What is required:
Transcribe the records exactly from the line with "Practice. Point at the mountain" to the end, both included.

------------------------------------

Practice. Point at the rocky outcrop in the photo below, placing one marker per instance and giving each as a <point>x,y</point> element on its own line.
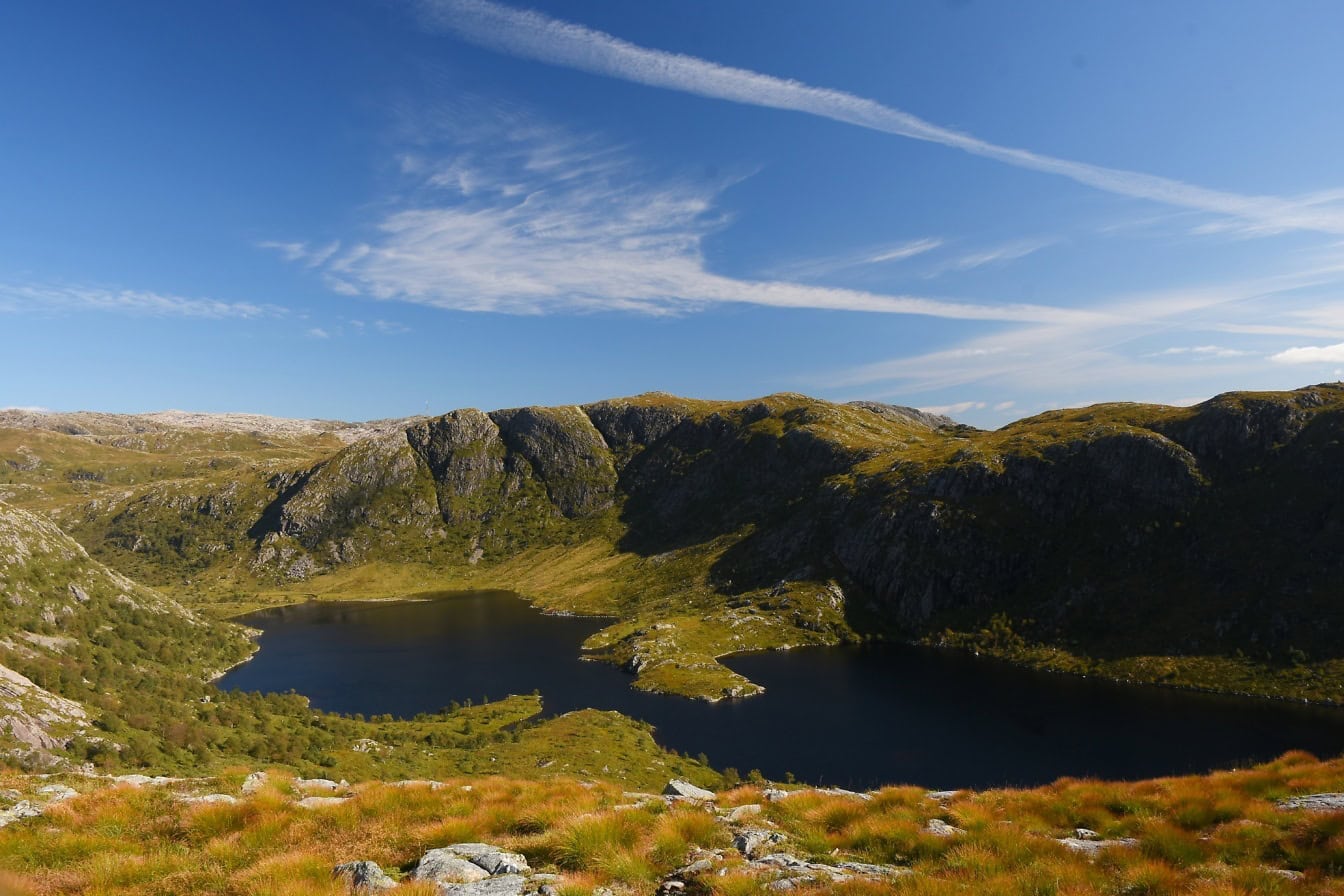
<point>563,450</point>
<point>1062,523</point>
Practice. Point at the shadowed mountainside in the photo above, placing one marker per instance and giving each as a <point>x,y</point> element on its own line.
<point>1192,546</point>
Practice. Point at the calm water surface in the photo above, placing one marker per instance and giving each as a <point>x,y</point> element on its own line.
<point>844,716</point>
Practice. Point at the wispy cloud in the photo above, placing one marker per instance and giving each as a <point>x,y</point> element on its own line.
<point>1105,351</point>
<point>554,222</point>
<point>538,36</point>
<point>952,410</point>
<point>1311,355</point>
<point>993,255</point>
<point>1200,351</point>
<point>36,297</point>
<point>815,267</point>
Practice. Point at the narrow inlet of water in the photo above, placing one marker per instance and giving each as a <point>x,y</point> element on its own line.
<point>840,716</point>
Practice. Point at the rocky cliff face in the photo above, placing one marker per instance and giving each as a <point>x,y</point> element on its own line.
<point>1120,527</point>
<point>71,628</point>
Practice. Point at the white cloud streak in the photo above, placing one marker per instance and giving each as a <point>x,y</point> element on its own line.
<point>534,35</point>
<point>1311,355</point>
<point>995,255</point>
<point>553,223</point>
<point>31,297</point>
<point>1097,353</point>
<point>816,267</point>
<point>1200,351</point>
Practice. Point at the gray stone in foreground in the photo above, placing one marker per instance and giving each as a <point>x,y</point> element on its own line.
<point>499,885</point>
<point>363,876</point>
<point>938,828</point>
<point>686,790</point>
<point>58,793</point>
<point>754,842</point>
<point>1313,802</point>
<point>444,865</point>
<point>20,810</point>
<point>491,859</point>
<point>1093,846</point>
<point>743,812</point>
<point>842,791</point>
<point>254,782</point>
<point>208,798</point>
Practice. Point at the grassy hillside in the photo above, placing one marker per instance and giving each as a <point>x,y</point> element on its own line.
<point>101,670</point>
<point>1182,546</point>
<point>1222,834</point>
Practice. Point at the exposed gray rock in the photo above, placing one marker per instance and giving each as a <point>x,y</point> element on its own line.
<point>363,876</point>
<point>756,842</point>
<point>1092,846</point>
<point>842,791</point>
<point>938,828</point>
<point>444,865</point>
<point>500,885</point>
<point>483,859</point>
<point>208,798</point>
<point>20,810</point>
<point>492,859</point>
<point>1313,802</point>
<point>58,793</point>
<point>686,790</point>
<point>565,452</point>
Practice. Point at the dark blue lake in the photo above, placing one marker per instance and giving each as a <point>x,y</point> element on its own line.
<point>842,716</point>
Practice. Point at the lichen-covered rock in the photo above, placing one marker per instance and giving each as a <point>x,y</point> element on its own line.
<point>363,876</point>
<point>565,452</point>
<point>445,865</point>
<point>686,790</point>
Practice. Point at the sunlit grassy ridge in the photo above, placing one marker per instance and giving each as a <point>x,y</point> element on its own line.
<point>137,666</point>
<point>1182,546</point>
<point>1214,834</point>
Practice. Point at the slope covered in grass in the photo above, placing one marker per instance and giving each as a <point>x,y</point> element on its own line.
<point>1226,833</point>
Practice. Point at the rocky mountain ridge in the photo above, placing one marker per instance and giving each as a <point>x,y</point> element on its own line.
<point>1120,533</point>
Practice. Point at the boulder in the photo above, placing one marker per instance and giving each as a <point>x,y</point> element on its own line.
<point>441,865</point>
<point>938,828</point>
<point>686,790</point>
<point>500,885</point>
<point>756,842</point>
<point>1093,846</point>
<point>492,859</point>
<point>1313,802</point>
<point>363,876</point>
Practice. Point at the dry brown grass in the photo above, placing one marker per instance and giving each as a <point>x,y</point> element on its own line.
<point>1218,834</point>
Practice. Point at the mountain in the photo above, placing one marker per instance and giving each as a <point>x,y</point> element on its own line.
<point>1194,546</point>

------------------------------------

Task result:
Practice. Point at the mountain in the photo above, placing one marker per instance and giving each as a <point>x,y</point> element on its own line.
<point>1194,546</point>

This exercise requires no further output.